PROMPT = Return each line of the material below that contains the string "bare", copying every such line in full.

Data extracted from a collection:

begin

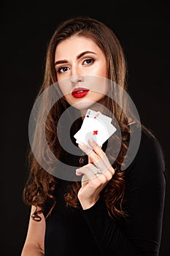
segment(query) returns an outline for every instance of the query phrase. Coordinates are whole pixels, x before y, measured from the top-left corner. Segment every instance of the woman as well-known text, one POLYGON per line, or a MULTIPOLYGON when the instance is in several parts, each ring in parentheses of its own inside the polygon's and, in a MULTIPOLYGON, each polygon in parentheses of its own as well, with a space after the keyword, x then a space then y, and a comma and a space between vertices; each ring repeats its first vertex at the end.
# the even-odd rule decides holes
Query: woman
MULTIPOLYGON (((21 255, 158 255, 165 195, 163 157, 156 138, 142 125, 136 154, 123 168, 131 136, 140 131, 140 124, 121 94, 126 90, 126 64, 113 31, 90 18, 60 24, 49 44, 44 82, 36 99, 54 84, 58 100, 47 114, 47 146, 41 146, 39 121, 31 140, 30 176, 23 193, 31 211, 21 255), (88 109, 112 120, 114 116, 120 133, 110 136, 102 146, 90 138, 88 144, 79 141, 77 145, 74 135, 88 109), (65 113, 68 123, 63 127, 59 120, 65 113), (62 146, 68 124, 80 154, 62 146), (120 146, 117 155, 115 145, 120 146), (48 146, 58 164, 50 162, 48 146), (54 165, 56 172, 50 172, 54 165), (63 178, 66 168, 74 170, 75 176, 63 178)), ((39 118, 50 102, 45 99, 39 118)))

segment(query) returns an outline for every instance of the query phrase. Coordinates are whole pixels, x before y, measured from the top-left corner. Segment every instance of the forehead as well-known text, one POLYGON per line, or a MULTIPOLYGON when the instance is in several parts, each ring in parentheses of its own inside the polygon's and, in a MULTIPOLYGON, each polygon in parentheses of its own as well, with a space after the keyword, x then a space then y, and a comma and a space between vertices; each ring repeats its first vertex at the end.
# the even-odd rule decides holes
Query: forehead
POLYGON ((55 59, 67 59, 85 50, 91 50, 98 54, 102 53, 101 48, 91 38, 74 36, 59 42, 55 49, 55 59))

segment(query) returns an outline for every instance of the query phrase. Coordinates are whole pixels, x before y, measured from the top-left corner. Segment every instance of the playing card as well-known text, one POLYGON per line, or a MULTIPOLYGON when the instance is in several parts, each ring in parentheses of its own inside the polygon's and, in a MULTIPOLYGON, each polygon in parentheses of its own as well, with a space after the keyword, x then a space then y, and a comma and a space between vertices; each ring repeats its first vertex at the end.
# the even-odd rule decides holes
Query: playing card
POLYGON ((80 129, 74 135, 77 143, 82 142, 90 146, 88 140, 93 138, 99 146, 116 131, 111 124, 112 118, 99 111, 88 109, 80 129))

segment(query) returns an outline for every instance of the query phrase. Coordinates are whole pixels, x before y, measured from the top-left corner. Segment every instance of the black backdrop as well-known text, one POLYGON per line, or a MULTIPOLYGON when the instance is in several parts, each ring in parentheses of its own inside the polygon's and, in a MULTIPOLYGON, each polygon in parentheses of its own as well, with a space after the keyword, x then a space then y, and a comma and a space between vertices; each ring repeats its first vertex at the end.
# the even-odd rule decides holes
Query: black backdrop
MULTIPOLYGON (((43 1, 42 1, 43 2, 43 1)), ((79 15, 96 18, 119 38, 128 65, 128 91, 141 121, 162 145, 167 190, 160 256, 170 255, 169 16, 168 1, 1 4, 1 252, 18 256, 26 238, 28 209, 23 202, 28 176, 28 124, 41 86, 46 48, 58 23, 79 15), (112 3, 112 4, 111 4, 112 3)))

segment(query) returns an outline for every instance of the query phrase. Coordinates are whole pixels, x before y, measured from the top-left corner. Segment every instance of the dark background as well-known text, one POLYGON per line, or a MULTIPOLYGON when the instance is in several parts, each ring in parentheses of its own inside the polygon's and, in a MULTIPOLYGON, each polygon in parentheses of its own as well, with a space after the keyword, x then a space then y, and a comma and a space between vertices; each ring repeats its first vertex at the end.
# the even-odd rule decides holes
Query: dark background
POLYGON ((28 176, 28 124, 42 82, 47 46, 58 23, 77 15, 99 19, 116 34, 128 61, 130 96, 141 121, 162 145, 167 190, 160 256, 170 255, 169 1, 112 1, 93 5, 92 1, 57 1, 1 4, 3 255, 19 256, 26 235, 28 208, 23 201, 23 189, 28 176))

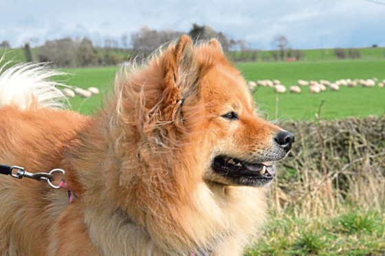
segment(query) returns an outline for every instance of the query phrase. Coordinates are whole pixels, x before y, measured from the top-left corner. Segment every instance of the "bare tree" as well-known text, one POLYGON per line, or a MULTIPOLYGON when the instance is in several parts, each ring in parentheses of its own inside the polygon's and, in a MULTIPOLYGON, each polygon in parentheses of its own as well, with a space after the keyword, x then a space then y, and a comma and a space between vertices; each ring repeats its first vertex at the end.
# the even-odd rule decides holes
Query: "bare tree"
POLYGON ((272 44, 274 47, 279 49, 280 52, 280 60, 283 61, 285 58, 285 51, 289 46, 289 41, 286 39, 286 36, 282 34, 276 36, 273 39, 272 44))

end

WRITTEN RESPONSE =
segment(query) returns an outline for every instance of the query phrase. Coordinates are whole pixels, x before y, measured from the top-left corner. Segment every instance of the "bare tree" as well-known text, one POLYGON per line, or a MULTIPOLYGON when the instance is in several parts, each ring in parentheses of its own inside the polygon's and, in a MULTIPOLYGON, each polygon in parentheses of its own as well, with a space after the keyword, x then a space then y, and a comma and a space between vertices; each ring repeats its first vertex at the end.
Query: "bare tree"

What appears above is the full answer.